» SET TASK
Pull out every line of the material below that contains the word "green", and copy each one in full.

>> start LISTED ENTRIES

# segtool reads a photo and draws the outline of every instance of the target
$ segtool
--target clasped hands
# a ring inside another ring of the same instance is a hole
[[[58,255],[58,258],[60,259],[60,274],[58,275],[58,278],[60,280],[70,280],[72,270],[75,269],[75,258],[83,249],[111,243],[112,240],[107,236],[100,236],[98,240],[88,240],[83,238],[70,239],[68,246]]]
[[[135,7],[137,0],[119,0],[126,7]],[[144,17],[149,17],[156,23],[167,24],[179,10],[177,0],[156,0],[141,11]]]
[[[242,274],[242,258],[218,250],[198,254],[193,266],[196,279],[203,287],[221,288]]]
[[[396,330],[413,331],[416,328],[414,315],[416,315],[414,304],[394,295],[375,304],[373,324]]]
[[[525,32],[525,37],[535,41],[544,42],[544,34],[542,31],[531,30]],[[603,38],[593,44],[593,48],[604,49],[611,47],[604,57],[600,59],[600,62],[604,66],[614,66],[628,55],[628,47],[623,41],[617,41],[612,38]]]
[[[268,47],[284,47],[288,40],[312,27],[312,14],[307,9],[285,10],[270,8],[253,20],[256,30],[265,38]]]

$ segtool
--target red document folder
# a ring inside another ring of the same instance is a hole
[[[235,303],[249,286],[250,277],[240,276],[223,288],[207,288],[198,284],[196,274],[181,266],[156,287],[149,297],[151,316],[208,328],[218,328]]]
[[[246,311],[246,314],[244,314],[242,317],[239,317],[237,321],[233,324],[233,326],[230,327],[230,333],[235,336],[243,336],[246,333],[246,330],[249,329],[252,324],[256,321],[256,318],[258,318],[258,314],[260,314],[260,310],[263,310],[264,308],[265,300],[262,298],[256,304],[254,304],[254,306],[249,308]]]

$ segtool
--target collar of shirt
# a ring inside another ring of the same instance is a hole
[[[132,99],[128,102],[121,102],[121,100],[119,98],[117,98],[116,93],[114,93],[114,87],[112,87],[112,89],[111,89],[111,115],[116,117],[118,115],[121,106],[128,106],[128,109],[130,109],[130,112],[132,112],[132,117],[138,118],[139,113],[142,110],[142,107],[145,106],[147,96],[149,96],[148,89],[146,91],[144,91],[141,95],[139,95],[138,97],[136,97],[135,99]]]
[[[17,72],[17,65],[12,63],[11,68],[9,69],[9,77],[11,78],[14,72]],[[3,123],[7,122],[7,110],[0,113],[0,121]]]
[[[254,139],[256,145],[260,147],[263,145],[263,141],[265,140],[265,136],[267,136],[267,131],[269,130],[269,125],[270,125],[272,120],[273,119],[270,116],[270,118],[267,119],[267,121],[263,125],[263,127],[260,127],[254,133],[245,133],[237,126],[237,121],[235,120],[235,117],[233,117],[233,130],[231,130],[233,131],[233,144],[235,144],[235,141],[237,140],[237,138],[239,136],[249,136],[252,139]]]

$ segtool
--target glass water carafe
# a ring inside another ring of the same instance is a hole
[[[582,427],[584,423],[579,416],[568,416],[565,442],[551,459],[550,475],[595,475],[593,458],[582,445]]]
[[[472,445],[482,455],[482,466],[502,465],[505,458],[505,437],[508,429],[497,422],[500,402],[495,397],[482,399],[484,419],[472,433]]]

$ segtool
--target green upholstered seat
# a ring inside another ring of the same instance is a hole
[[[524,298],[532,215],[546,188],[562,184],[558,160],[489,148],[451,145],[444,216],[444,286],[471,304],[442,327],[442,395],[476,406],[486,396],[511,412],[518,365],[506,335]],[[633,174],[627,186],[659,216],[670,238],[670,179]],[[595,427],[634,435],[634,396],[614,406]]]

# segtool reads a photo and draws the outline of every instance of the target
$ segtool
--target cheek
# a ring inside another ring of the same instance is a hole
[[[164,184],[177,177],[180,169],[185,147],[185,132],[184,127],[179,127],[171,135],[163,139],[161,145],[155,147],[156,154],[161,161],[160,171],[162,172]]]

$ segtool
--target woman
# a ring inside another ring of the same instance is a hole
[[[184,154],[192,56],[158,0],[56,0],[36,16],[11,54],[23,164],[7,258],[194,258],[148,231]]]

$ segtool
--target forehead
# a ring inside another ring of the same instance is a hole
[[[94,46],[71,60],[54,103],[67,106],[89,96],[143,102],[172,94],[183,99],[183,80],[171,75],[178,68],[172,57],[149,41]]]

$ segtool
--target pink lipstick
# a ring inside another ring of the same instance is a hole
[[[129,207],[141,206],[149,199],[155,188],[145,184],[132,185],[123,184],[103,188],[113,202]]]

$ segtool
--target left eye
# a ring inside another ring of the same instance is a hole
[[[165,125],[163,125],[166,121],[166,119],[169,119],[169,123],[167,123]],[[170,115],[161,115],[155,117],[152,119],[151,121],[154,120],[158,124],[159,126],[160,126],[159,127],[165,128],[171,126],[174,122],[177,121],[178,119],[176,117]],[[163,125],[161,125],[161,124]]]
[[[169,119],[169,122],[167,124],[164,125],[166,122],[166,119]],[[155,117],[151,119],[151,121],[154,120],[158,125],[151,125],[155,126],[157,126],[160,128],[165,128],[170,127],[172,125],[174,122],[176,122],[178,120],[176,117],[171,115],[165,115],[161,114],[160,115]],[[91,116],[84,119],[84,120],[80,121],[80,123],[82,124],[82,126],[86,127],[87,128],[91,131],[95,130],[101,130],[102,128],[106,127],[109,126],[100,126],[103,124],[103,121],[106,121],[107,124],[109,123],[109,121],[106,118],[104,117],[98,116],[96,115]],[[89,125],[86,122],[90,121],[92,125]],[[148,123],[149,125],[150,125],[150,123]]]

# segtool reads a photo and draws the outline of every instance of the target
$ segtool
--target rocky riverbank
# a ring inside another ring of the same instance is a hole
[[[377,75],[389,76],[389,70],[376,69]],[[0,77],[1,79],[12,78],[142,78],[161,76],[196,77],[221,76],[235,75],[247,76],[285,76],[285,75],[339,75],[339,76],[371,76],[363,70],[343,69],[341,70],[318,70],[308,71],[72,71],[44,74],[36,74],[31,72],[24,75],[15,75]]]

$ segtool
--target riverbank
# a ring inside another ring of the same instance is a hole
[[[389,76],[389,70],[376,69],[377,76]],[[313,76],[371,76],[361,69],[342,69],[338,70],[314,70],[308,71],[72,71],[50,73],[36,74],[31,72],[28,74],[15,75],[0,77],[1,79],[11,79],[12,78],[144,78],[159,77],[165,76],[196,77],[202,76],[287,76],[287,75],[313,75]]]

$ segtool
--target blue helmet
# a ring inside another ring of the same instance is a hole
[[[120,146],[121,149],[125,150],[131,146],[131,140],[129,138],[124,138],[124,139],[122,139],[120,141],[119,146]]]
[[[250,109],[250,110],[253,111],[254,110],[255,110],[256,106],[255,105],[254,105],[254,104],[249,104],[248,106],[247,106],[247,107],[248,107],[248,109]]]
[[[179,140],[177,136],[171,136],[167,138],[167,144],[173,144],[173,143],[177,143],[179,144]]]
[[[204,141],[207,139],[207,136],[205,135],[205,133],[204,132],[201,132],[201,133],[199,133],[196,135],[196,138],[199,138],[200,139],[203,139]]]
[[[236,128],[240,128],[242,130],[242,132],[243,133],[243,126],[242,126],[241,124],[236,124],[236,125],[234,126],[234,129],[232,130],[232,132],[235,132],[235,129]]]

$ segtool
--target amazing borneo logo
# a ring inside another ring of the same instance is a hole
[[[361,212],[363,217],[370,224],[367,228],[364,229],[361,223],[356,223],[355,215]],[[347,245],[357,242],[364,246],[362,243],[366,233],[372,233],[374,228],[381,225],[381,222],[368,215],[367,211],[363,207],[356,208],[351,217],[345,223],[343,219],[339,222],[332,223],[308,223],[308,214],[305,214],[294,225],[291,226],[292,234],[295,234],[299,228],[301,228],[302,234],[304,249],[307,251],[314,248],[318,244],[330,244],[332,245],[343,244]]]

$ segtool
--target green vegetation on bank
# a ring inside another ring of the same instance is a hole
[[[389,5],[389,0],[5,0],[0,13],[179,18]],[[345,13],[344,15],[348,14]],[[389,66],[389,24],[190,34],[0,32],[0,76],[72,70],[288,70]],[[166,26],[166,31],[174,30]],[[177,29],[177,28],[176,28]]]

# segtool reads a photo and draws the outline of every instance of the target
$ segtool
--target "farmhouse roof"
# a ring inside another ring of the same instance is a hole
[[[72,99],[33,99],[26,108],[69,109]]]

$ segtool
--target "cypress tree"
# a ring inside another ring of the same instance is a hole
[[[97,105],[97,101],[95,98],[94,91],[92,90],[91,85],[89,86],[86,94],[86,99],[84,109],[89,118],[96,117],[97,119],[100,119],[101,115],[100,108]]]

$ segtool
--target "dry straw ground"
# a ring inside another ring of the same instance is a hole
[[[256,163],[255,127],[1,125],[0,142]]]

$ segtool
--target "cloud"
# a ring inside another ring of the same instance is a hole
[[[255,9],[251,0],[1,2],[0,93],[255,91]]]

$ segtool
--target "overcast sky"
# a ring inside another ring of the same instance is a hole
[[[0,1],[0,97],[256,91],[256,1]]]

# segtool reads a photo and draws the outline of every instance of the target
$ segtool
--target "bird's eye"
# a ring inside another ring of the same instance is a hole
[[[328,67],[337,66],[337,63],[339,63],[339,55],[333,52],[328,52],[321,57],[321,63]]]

>> end LISTED ENTRIES

» WORKED ANSWER
--target green upholstered seat
--target green vegetation on bank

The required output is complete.